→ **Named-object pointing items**
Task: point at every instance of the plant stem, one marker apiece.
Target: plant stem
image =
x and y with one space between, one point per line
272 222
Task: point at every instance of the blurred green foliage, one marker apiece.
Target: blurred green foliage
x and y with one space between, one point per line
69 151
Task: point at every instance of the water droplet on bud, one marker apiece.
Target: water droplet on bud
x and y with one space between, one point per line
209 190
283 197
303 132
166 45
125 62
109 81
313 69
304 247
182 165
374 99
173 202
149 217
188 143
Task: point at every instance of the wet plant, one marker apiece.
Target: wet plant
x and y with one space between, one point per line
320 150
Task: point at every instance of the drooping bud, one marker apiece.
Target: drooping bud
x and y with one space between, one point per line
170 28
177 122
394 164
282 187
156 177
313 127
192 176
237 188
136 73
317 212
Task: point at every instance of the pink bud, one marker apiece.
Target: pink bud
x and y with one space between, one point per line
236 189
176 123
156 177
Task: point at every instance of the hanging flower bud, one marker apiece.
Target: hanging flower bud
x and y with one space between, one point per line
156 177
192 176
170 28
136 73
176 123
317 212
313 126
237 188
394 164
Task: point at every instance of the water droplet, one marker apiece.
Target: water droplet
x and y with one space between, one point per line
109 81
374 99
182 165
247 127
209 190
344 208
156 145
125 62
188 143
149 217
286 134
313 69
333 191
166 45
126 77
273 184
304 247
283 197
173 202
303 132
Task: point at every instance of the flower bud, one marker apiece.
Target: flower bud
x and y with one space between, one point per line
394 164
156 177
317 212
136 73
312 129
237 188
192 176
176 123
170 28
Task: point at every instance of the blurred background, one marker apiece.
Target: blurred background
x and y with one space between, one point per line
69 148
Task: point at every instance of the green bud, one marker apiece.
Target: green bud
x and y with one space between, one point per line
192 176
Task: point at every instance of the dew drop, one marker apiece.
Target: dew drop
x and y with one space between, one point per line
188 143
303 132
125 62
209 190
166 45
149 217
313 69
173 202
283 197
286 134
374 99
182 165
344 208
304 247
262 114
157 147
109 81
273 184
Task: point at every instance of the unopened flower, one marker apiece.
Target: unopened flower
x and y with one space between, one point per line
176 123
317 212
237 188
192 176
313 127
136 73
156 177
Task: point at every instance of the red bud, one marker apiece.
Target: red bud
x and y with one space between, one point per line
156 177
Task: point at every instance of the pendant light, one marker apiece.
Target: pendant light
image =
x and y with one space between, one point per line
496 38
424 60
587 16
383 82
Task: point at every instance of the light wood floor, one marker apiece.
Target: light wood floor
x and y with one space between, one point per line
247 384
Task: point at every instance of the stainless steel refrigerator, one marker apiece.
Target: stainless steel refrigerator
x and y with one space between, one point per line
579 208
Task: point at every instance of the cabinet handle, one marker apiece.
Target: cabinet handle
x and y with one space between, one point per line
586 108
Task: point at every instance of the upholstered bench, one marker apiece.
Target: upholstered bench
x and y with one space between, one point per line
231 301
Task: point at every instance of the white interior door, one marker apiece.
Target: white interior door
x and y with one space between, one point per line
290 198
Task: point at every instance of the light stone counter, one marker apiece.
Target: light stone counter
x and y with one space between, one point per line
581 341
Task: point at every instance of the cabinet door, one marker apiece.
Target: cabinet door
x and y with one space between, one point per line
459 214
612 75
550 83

→ **WHAT THE EXERCISE ASKS**
Starting at the line that contains "Task: point at every instance of the cabinet door, one" and ending at the last line of the items above, write those lines out again, requests included, shifting every point coordinate up by 6.

→ **COMPLETED EXERCISE**
Task: point at every instance of the cabinet door, one marker apiece.
Target: cabinet door
x and y with one space between, one point per line
465 220
618 81
556 89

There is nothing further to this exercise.